● **What is expected**
Copy out the lines below character for character, with nothing changed, added, or left out.

● **Material for this task**
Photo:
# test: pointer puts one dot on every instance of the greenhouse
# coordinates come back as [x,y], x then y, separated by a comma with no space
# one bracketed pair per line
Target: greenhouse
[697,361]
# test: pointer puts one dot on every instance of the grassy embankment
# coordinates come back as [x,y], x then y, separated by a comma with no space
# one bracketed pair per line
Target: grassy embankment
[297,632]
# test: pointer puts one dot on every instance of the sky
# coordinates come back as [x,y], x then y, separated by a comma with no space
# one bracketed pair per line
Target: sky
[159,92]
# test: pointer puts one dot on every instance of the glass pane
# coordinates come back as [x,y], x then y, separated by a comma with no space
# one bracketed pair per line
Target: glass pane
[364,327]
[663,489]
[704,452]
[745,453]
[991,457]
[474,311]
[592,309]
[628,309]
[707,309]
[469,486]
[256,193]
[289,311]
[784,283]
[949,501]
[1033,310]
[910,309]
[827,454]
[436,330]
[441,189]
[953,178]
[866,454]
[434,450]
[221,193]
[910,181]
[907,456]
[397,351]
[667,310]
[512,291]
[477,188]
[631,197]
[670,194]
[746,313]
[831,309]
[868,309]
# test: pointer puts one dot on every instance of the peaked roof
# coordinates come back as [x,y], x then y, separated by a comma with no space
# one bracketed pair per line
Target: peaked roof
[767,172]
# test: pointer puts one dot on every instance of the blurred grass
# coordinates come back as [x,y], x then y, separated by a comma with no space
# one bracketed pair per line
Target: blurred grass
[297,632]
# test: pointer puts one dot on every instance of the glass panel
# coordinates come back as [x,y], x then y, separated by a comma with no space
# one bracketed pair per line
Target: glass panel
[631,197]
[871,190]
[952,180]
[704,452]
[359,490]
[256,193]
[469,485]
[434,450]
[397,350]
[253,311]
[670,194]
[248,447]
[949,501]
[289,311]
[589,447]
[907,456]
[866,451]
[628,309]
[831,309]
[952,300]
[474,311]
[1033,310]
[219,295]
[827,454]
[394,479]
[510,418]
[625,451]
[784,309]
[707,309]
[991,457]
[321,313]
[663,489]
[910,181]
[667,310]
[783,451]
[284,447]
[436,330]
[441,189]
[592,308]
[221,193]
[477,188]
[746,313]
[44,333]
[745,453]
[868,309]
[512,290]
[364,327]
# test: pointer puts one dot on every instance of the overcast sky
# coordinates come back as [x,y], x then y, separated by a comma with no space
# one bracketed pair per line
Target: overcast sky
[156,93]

● **Result for this exercise**
Photo:
# test: pointer puts one dot on every instance of the greenhouse
# coordinates come back as [x,y], x then y, separated by a comma with no space
# one bracketed pair per line
Target: greenhouse
[697,361]
# test: pointer puts one dot on every instance of the grassy embankment
# coordinates come back as [x,y], x then y, separated by a comma with no space
# one bracketed pair per line
Target: grassy embankment
[297,632]
# test: pointer puts one dot on every instance of the sky
# coordinates come back as [x,y], x then y, separated by a comma with no space
# one bracketed pair per line
Target: sky
[159,92]
# test: pointer puts one dot on every instance of the glass pane
# coordinates come back as [x,y], x then y, separated by a comma with no space
# one bracketed pair per line
Target: glass pane
[364,327]
[663,489]
[704,452]
[745,453]
[991,457]
[474,311]
[592,309]
[628,309]
[707,309]
[469,486]
[256,193]
[289,311]
[784,283]
[949,501]
[1033,310]
[910,309]
[827,454]
[436,330]
[441,189]
[953,178]
[866,454]
[434,450]
[221,193]
[910,181]
[907,456]
[397,351]
[667,310]
[512,291]
[477,188]
[631,197]
[670,194]
[746,313]
[831,309]
[868,309]
# test: pointer puts one dot on every instance of the peaked roof
# coordinates come back as [x,y], x then y, separated by a comma with no space
# one bracketed pair per line
Target: peaked roof
[767,172]
# test: pointer puts one dot on every instance of the blurred grass
# coordinates come back as [x,y], x then y, separated by a comma with no space
# one bracketed pair per line
Target: blurred grass
[297,632]
# test: pointer puts one dot on every instance of the glass panel
# coordinates come back as [x,y], x then y, separated by a comma with no space
# one bracketed pair per line
Target: glass panel
[631,197]
[871,190]
[952,180]
[704,452]
[359,490]
[256,193]
[469,485]
[434,450]
[397,350]
[253,311]
[670,194]
[248,447]
[949,501]
[289,311]
[589,447]
[907,456]
[866,451]
[628,309]
[831,309]
[952,300]
[474,311]
[1033,310]
[219,295]
[827,454]
[394,479]
[510,418]
[625,451]
[784,309]
[707,309]
[991,457]
[321,313]
[663,489]
[910,181]
[667,310]
[783,451]
[284,447]
[436,330]
[441,189]
[592,308]
[221,193]
[477,188]
[746,313]
[44,333]
[745,453]
[868,309]
[512,290]
[364,327]
# test: pointer puts one dot on every instance of the overcast sky
# coordinates come back as [x,y], x then y, separated by a comma with no space
# one bracketed pair per line
Target: overcast sky
[156,93]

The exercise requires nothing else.